• **YOUR OBJECTIVE**:
From the passage about Ela and Roman's life in Rapid City, extract everything from "Ela and Roman have" down to "relations with America.", copying it word for word.

>> BEGIN READING PASSAGE

They were very excited to be going to America, but Ela was disappointed about where they were going. “I saw that we were going to Rapid City, South Dakota, and the first thing that popped in my mind was where is South Dakota? We looked at the map and it was in the middle of nowhere. I started crying because I didn’t want to go to South Dakota, I was hoping it was going to be New York City or something exciting,” said Ela. They traveled to America and their biggest worry was that they didn’t know any English. When they arrived they were lucky to find that they were staying a home with other foreigners. They got hosted by Lutheran Social Services and they were lucky that they were hosting other groups of people, and they helped Ela and Roman with their kids and teaching them English. They established themselves in Rapid City and after a while it felt like home.
Ela and Roman have been living in Rapid City for 35 Years. Their kids went to college and now are living very successful lives. They do miss Poland because it is their homeland. “I will always be Polish, I am proud to be Polish, but my home is America now,” said Roman. “America gave me a second chance when I wouldn’t have one in Poland and that is something I can never repay.” They have considered going back to Poland but they couldn’t because their kids are here and all their friends and they love it here in America. They are grateful to be living in a democratic society and that Poland has such close relations with America.

>> END READING PASSAGE
>> BEGIN RECORDED DATA

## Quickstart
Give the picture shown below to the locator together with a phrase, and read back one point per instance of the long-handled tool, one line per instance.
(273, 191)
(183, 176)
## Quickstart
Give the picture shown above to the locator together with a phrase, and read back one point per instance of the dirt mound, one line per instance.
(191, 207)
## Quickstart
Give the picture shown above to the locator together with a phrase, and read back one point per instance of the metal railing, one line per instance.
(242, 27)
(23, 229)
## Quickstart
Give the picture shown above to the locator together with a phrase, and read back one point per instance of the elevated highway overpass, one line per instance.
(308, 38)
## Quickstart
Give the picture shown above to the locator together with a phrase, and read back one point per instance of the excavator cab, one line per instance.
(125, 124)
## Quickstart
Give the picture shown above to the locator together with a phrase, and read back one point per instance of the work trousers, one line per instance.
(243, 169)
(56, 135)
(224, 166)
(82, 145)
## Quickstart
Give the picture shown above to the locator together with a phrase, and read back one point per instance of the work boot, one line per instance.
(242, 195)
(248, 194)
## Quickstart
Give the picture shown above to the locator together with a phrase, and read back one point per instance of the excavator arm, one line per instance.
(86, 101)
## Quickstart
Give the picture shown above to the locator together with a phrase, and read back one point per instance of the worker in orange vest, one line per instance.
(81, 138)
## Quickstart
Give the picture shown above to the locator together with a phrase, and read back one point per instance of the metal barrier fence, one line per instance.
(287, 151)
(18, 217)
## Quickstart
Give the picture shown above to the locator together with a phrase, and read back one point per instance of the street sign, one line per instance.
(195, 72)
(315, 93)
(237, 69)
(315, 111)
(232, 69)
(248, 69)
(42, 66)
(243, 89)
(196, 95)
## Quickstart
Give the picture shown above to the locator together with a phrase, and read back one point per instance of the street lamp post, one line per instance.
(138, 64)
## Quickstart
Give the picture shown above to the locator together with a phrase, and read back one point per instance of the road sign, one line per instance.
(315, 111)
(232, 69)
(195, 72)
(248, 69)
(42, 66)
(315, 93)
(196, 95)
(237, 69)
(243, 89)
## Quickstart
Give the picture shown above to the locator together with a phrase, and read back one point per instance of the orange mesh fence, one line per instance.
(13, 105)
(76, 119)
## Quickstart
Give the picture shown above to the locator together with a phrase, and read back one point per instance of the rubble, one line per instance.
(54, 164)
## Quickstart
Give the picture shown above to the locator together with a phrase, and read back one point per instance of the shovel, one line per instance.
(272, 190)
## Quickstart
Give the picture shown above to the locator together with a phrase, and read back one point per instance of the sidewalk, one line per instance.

>> END RECORDED DATA

• **ANSWER TO THIS TASK**:
Ela and Roman have been living in Rapid City for 35 Years. Their kids went to college and now are living very successful lives. They do miss Poland because it is their homeland. “I will always be Polish, I am proud to be Polish, but my home is America now,” said Roman. “America gave me a second chance when I wouldn’t have one in Poland and that is something I can never repay.” They have considered going back to Poland but they couldn’t because their kids are here and all their friends and they love it here in America. They are grateful to be living in a democratic society and that Poland has such close relations with America.